→ **What the task asks**
Set down all the data again. Change nothing.

→ **Data to examine**
▬▬▬

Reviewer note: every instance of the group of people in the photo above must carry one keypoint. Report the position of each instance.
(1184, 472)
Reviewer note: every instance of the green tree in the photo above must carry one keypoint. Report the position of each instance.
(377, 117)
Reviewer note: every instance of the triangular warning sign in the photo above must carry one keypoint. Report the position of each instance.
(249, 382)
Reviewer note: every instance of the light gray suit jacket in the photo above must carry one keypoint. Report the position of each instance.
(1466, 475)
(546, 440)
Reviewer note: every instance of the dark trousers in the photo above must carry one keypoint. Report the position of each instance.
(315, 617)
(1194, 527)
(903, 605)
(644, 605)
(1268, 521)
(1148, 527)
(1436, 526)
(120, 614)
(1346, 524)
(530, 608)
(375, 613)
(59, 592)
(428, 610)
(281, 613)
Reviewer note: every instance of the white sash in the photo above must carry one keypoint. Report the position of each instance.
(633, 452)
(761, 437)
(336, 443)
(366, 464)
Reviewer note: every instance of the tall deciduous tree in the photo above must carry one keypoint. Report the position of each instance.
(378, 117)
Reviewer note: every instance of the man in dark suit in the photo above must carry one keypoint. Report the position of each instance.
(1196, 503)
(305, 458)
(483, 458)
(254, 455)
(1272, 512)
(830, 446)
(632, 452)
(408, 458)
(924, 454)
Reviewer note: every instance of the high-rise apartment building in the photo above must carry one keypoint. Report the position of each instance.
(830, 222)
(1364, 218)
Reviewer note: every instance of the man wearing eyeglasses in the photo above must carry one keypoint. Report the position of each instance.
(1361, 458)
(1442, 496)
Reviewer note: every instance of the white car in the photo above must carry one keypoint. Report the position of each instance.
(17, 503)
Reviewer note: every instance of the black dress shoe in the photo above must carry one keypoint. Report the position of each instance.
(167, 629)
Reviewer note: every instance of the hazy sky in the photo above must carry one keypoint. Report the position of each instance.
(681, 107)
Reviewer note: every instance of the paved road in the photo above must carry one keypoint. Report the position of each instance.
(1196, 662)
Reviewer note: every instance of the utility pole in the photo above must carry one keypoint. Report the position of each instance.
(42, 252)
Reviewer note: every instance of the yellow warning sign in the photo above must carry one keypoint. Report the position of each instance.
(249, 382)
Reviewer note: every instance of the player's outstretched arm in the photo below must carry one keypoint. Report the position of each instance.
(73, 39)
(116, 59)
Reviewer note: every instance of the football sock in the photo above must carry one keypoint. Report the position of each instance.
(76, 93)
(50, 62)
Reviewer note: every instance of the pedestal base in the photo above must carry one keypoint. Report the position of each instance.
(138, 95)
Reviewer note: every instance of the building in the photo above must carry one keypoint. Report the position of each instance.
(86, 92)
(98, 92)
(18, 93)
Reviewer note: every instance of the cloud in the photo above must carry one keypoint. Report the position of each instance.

▬▬▬

→ **Task answer**
Reviewer note: every instance of the group of people in the photo above must carry one keypoint. Report the position of each instance.
(1184, 472)
Reviewer note: every instance of the green tree in the photo above must carry one keypoint. Report the position of each instance.
(377, 117)
Reviewer note: every instance of the triangular warning sign in the photo above must carry one keypoint. Report the position of each instance.
(249, 382)
Reviewer note: every instance of the light gray suit jacket in the photo above must carry one keypoint. Report the position of each instance.
(1466, 475)
(546, 440)
Reviewer note: every instance of the dark trousers in the photo above must carry one keypoint. Report the position of each instance.
(315, 617)
(1194, 527)
(903, 605)
(644, 605)
(1268, 521)
(1148, 527)
(1436, 526)
(120, 614)
(1346, 524)
(530, 608)
(375, 613)
(59, 592)
(428, 610)
(281, 613)
Reviewer note: every instance of the white sash in the photo above must carry one keypoint. Report the position of each instance.
(633, 452)
(761, 437)
(336, 443)
(366, 464)
Reviewer note: every instance of the tall deciduous tree in the photo above must carry one keypoint. Report the position of each instance.
(378, 117)
Reviewer note: every instance of the man in dark suit in the photo above must carry one keypoint. Report the position of each instance.
(1196, 503)
(305, 458)
(483, 458)
(254, 455)
(1272, 512)
(830, 446)
(632, 452)
(408, 458)
(924, 454)
Reviewer note: every instance of the high-rise apartment building in the photo above must carry one keypoint. Report the position of each instance.
(830, 222)
(1364, 218)
Reviewer note: every instance of the man wearing eyeglasses in the photo above must carry one keypoint. Report the position of each instance.
(1361, 458)
(1442, 496)
Reviewer note: every instance of the white car in the photo above must carry one keypoint. Report the position of each instance.
(17, 503)
Reviewer note: every instance of the black dress shoe in the photo above must carry one keypoint. Report the position of each instance.
(167, 629)
Reviewer note: every instance of the hazy sky in the photo above must carry one keypoint. Report the position of each instance.
(681, 107)
Reviewer note: every instance of the paved road in the photo above must carry one keypoint. Report the position of each instance.
(1196, 662)
Reviewer note: every instance of the utility pole in the photo above must carry one keypoint. Report the position of each instance.
(42, 252)
Reviewer note: every instance of the yellow warning sign in the photo above must carry one keypoint. Report the position of each instance.
(249, 382)
Reviewer note: every instance of the player's outstretched arm in the photo below must carry one keypoint. Report the position of each instance.
(73, 39)
(116, 59)
Reviewer note: every instance of the football sock in the photo above must carry one keypoint. Report the position of each instance.
(76, 93)
(50, 62)
Reviewer note: every instance of the pedestal base in the photo above must carry one keypoint. Report the position of each instance.
(138, 95)
Reviewer note: every instance of the building in the photo above must carry one keypoint. Report the position of each instance.
(86, 92)
(98, 92)
(18, 93)
Reviewer note: every instance of the cloud in the photo above must carry one keypoint. Report the position of each instance.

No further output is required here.